> _Work request_
Please retype the entries that follow exactly as they are, leaving the images behind.
(Data shown begins)
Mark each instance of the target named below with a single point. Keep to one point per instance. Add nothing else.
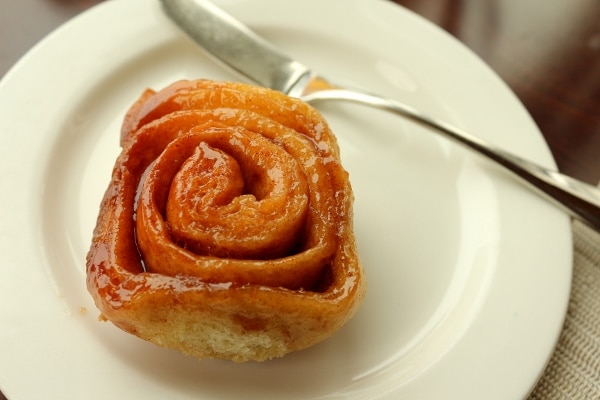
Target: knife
(234, 44)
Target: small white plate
(469, 272)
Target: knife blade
(235, 45)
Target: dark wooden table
(548, 51)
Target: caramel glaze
(227, 199)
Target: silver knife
(234, 44)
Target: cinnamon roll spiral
(226, 230)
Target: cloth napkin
(574, 369)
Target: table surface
(547, 51)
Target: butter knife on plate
(238, 47)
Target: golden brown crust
(226, 230)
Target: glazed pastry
(226, 230)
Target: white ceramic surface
(469, 273)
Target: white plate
(468, 272)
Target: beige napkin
(574, 370)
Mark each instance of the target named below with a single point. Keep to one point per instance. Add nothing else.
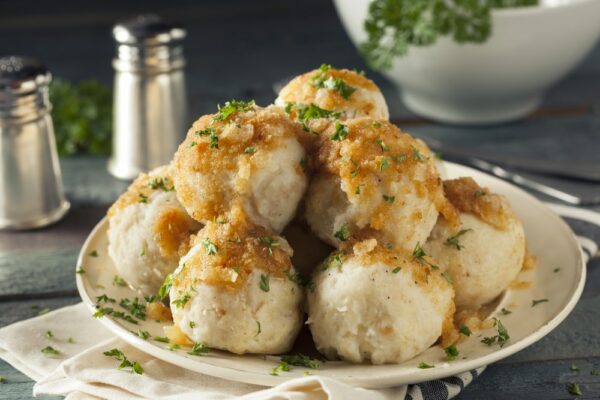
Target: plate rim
(265, 379)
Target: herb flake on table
(117, 354)
(536, 302)
(300, 360)
(451, 352)
(50, 352)
(343, 233)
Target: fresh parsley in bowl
(470, 61)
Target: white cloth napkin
(81, 371)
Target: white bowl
(504, 78)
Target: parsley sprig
(392, 26)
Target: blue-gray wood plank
(239, 50)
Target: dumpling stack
(410, 249)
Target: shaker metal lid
(21, 74)
(148, 29)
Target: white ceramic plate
(549, 238)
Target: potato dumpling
(370, 304)
(237, 290)
(370, 176)
(243, 155)
(486, 252)
(148, 231)
(348, 92)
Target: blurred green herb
(82, 116)
(394, 25)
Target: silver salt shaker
(31, 193)
(150, 105)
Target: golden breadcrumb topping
(467, 196)
(217, 149)
(227, 251)
(371, 153)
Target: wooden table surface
(238, 50)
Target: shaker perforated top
(148, 29)
(21, 74)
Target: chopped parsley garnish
(502, 337)
(419, 255)
(134, 306)
(465, 330)
(264, 282)
(125, 363)
(382, 144)
(447, 277)
(536, 302)
(574, 367)
(160, 183)
(451, 352)
(258, 329)
(212, 135)
(417, 156)
(320, 80)
(574, 389)
(305, 113)
(182, 299)
(383, 164)
(232, 107)
(341, 132)
(143, 334)
(282, 367)
(50, 352)
(210, 247)
(118, 281)
(269, 242)
(454, 240)
(166, 287)
(199, 349)
(300, 360)
(343, 233)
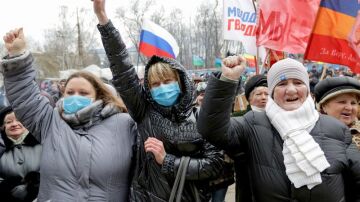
(Data shown ends)
> _Answer_
Mark each instance of the target named below with a single point. Keep to one point per instance. Add nothing else.
Target: knife
(234, 44)
Target: small white plate
(469, 272)
Target: knife blade
(235, 45)
Target: dark wooden table
(548, 51)
Target: caramel glaze
(227, 199)
Target: silver knife
(234, 44)
Target: cinnamon roll spiral
(226, 230)
Target: cloth napkin
(574, 369)
Target: table surface
(547, 51)
Target: butter knife on plate
(238, 47)
Target: golden brown crust
(226, 230)
Target: glazed pastry
(226, 230)
Target: white ceramic surface
(469, 273)
Target: white plate
(468, 272)
Target: beige napkin
(574, 370)
Mark each instance of the target named below with a single point. Keep to one point per instance. Add nothing else.
Target: plate rim
(265, 379)
Target: herb flake on table
(117, 354)
(536, 302)
(300, 360)
(451, 352)
(50, 352)
(343, 233)
Target: fresh parsley in bowl
(470, 61)
Target: white cloth napkin
(81, 371)
Target: white bowl
(504, 78)
Target: parsley sprig
(392, 26)
Target: blue-gray wood plank
(239, 50)
Target: dumpling stack
(410, 249)
Target: shaker metal lid
(21, 74)
(148, 29)
Target: white ceramic plate
(549, 238)
Target: potato dumpling
(370, 304)
(237, 290)
(370, 176)
(243, 155)
(486, 252)
(148, 231)
(348, 92)
Target: blurred green herb
(82, 116)
(394, 25)
Target: silver salt shaker
(31, 193)
(150, 105)
Target: golden breadcrumb topping
(467, 196)
(217, 149)
(227, 251)
(371, 153)
Target: wooden table surface
(238, 50)
Target: shaker perforated top
(148, 29)
(21, 74)
Target: chopped parsley garnish
(502, 337)
(419, 255)
(134, 306)
(465, 330)
(264, 282)
(125, 363)
(382, 144)
(447, 277)
(536, 302)
(574, 367)
(160, 183)
(451, 352)
(258, 329)
(212, 135)
(417, 156)
(320, 80)
(574, 389)
(305, 113)
(182, 299)
(383, 164)
(232, 107)
(341, 132)
(143, 334)
(282, 367)
(50, 352)
(210, 247)
(118, 281)
(269, 242)
(454, 240)
(166, 287)
(199, 349)
(300, 360)
(343, 233)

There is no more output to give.